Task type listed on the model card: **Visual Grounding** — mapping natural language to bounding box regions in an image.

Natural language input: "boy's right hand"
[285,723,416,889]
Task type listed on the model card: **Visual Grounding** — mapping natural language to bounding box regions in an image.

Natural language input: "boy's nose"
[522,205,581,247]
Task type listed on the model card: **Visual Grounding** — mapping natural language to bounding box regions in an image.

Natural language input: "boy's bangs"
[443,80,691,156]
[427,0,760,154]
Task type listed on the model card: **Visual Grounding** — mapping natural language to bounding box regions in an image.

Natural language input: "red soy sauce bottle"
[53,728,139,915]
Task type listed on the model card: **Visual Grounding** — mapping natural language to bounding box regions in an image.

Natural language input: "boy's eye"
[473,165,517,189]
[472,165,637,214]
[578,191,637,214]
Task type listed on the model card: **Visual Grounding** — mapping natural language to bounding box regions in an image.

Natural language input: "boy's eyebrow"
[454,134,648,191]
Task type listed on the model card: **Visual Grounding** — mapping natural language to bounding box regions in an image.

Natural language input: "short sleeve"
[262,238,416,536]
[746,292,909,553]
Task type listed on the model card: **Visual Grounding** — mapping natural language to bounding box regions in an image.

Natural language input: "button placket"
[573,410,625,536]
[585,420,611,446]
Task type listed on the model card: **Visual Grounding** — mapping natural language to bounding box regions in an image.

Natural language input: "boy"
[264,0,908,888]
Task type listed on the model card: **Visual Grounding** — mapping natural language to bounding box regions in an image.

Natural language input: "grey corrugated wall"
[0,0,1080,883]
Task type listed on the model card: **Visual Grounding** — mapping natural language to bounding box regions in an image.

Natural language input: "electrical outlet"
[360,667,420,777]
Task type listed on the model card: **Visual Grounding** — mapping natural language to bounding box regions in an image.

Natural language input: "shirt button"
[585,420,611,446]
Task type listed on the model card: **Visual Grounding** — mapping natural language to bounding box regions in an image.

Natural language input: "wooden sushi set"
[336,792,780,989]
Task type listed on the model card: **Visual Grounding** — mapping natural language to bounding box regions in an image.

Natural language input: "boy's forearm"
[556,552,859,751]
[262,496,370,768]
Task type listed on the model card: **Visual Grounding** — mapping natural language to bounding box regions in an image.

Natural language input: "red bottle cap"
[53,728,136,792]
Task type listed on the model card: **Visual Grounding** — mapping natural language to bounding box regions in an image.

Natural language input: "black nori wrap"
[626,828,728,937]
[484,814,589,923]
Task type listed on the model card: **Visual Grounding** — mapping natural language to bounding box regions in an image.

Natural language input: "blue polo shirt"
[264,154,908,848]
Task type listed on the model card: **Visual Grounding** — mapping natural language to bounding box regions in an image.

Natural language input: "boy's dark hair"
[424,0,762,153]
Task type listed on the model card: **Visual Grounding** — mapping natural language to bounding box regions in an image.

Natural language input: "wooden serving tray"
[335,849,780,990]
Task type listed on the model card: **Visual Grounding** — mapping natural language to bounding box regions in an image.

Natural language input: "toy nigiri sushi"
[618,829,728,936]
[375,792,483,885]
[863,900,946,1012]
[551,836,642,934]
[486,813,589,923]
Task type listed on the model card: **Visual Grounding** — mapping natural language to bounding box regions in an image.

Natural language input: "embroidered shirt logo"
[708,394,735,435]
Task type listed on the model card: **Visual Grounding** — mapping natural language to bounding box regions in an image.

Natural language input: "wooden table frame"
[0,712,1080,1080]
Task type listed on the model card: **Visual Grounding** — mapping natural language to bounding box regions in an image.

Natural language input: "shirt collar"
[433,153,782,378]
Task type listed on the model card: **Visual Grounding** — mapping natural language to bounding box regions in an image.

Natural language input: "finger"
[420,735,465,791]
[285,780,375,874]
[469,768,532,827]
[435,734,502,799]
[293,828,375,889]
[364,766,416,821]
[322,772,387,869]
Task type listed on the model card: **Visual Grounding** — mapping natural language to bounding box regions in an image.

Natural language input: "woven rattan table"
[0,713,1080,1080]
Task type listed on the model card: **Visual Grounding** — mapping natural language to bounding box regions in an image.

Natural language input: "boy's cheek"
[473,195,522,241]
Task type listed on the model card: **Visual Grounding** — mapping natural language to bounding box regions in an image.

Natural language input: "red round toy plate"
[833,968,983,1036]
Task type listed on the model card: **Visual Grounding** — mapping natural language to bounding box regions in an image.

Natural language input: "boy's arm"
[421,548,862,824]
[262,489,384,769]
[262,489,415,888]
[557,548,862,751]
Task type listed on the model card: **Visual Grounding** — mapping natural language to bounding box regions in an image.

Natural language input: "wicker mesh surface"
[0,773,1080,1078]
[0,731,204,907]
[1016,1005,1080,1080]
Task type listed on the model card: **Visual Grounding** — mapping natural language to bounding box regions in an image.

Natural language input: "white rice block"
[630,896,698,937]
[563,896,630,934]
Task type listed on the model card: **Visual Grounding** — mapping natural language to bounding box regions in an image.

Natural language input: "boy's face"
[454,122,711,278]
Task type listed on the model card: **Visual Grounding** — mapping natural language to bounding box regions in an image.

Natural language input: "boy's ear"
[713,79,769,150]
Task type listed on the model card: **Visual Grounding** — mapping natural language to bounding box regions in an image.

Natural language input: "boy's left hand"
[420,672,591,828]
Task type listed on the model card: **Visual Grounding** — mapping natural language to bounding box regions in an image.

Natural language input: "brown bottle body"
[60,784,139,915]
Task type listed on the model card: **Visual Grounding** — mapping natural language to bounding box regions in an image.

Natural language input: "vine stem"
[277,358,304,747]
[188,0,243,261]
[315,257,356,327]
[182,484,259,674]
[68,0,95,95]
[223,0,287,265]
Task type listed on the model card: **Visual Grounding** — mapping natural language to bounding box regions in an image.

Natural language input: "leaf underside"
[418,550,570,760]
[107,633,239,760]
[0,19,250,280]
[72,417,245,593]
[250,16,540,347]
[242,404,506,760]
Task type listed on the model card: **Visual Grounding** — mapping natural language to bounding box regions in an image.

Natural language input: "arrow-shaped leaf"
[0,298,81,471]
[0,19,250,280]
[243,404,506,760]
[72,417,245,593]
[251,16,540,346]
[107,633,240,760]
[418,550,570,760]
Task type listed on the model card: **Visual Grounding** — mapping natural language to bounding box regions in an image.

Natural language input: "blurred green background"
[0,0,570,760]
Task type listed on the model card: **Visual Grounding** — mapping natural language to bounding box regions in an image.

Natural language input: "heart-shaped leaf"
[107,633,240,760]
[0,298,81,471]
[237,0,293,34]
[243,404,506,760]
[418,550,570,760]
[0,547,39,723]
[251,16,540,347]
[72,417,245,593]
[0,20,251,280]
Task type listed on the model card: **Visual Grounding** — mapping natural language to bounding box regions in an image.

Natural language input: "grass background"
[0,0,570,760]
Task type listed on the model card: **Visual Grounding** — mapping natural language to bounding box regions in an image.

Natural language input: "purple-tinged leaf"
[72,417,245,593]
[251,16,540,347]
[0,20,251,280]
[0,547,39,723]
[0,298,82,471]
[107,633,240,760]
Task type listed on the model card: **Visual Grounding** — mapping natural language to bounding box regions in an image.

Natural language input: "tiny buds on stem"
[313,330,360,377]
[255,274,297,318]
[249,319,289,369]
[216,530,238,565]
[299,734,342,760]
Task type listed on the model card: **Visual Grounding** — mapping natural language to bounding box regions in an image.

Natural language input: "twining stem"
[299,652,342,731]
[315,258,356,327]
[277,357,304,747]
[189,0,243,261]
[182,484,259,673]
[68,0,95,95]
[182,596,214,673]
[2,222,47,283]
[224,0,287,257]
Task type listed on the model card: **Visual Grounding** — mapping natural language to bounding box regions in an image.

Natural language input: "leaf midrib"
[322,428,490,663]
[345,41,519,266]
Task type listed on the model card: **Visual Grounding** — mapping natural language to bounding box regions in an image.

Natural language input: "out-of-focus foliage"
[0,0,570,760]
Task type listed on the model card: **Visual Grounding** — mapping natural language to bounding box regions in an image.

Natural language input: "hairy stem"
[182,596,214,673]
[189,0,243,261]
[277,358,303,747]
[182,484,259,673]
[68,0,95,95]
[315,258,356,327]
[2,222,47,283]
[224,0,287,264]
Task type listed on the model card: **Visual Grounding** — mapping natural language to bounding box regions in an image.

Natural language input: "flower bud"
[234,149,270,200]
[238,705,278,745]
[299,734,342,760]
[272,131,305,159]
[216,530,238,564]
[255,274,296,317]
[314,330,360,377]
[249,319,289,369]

^^^^

**Task objective:** Recast the entries from the start through the line containing "[360,667,420,777]" as a two-column CSV with the header input,output. Give one row per entry: its text in one quoted field and its answer in the other, with line breaks replaced by spaces.

**Worked solution:**
input,output
"Task type listed on the model card: **Visual Grounding** — mapping natural language to bounding box regions in an image. Natural language input: ""boy's right hand""","[285,723,416,889]"
"Task type listed on the model card: **Visual Grounding** — mapping natural language to bounding box regions in an image. Natural language input: ""boy's nose""","[522,205,581,247]"
"Task type listed on the model card: **Visual Grounding** — mapping natural language to bounding box regions in an image. Natural language input: ""boy's bangs""","[443,80,691,156] [427,0,760,154]"
"Task type listed on the model card: **Visual Grounding** — mapping natural language to bounding box regions in an image. Natural language input: ""red soy sauce bottle""","[53,728,139,915]"
"Task type listed on the model card: **Visual Grounding** — mapping natural language to bounding box regions in an image. Natural language input: ""boy's eye""","[473,165,517,189] [472,165,637,214] [578,191,637,214]"
"Task type listed on the model card: **Visual Grounding** — mapping natural language to bounding box regions in an image. Natural language input: ""boy's eyebrow""","[454,134,648,191]"
"Task type listed on the model card: **Visual Grounding** — mapping natural language to bounding box regions in an image. Natural language input: ""short sleeve""","[262,238,416,536] [746,292,909,553]"
"Task type listed on the model card: **Visual Grounding** — mapping natural language to bounding box regions in an image. Natural language input: ""button placket""","[573,410,625,536] [585,420,611,446]"
"Task type listed on the model card: **Visual Grounding** — mapping natural language to bounding box regions in an image. Natural language input: ""boy""","[264,0,908,888]"
"Task type listed on the model card: **Visual Grounding** — mapping natural language to bounding box regions in an image. Natural language input: ""grey corrugated wall""","[0,0,1080,883]"
"Task type listed on the model card: **Visual Grounding** — mapping natural language to bounding box regions in an image. Natural language input: ""electrical outlet""","[360,667,420,777]"